*Tasks to complete*
a - Print the stretch of the Supreme Court report from "The solicitor general" through "next March 22.", reproducing every word without change.
b - Proceed with the report on the Supreme Court hearing about Rhea Chakraborty's bail from where it stops.

-- Text provided follows --

The Supreme Court on Thursday told the Centre that it cannot file a petition against the Bombay High Court’s observations while granting bail to actor Rhea Chakraborty in the drugs case related to Sushant Singh Rajput’s death, Live Law reported.

“We find the new things you do very difficult to understand,” Chief Justice of India SA Bobde told Solicitor General Tushar Mehta while hearing the Centre’s petition, which was filed through the Narcotics Control Bureau. “You cannot file a petition challenging the observations. You can only challenge the order. The observations are prima facie.”

Mehta told the Supreme Court that the Bombay High Court had made certain wide-ranging observations about the Narcotic Drugs and Psychotropic Substances Act, which made it “unworkable”. according to Live Law.

The solicitor general requested the court to allow him to make changes to the petition. “We will challenge the bail order and also the finding on the NDPS Act,” he said, according to Bar and Bench. The court accepted Mehta’s request and posted the hearing to next March 22.


Also read: Sushant Singh case: NCB chargesheet a ‘damp squib’, says Rhea Chakraborty’s lawyer


The Bombay High Court, while granting bail to Chakraborty in October, had dismissed the NCB’s allegation that she financed or supported illegal drug trafficking. “She [Chakraborty] is not part of drug dealers,” the court had noted, according to Live Law. “She has not forwarded the drugs allegedly procured by her to somebody else to earn monetary or other benefits. Since she has no criminal antecedents, there are reasonable grounds for believing that she is not likely to commit any offence while on bail.”

-- Text provided concluded --
-- Listed entries follows --

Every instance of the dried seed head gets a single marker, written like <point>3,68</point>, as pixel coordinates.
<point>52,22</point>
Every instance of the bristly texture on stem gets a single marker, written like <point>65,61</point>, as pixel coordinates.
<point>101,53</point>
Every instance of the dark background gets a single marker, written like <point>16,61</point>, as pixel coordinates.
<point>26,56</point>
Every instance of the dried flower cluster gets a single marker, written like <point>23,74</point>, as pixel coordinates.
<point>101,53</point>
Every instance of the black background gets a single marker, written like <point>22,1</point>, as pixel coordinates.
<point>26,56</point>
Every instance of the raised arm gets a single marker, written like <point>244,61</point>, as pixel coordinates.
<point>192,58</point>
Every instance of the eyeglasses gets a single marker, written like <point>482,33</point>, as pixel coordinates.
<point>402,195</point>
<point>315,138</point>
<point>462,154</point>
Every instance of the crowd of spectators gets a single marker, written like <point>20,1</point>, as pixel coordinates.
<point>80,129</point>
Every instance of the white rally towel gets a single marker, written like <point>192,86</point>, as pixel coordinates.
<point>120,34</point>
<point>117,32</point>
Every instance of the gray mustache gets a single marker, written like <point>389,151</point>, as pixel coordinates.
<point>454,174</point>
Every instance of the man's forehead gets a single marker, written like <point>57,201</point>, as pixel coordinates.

-- Listed entries concluded --

*Answers to the exercise*
a -
The solicitor general requested the court to allow him to make changes to the petition. “We will challenge the bail order and also the finding on the NDPS Act,” he said, according to Bar and Bench. The court accepted Mehta’s request and posted the hearing to next March 22.

b -
The court had also made certain observations about the scope of Section 27A of the NDPS Act, which relates to punishment for financing drug trafficking and harbouring offenders. The court said that paying money to buy drugs and hiding drug use did not amount to the offences covered under the section.

On March 5, the NCB filed a nearly 12,000-page chargesheet, naming Chakraborty, her brother Showik Chakraborty and 31 others in the drugs case. It also included the statements of more than 200 witnesses. Showik Chakraborty had got bail in December.

Rajput was found dead in his apartment in Bandra on June 14, in what the Mumbai Police said was a case of suicide. On October 3, the All India Institute of Medical Sciences panel, which was in charge of examining his autopsy reports, had ruled out that the actor was murdered and confirmed he died by suicide.

Three central agencies – the Central Bureau of Investigation, the Enforcement Directorate, the NCB – began investigating cases against Chakraborty, who was Rajput’s partner. The NCB started investigating the drug angle in Rajput’s death in June. A formal case was registered by the agency on August 26.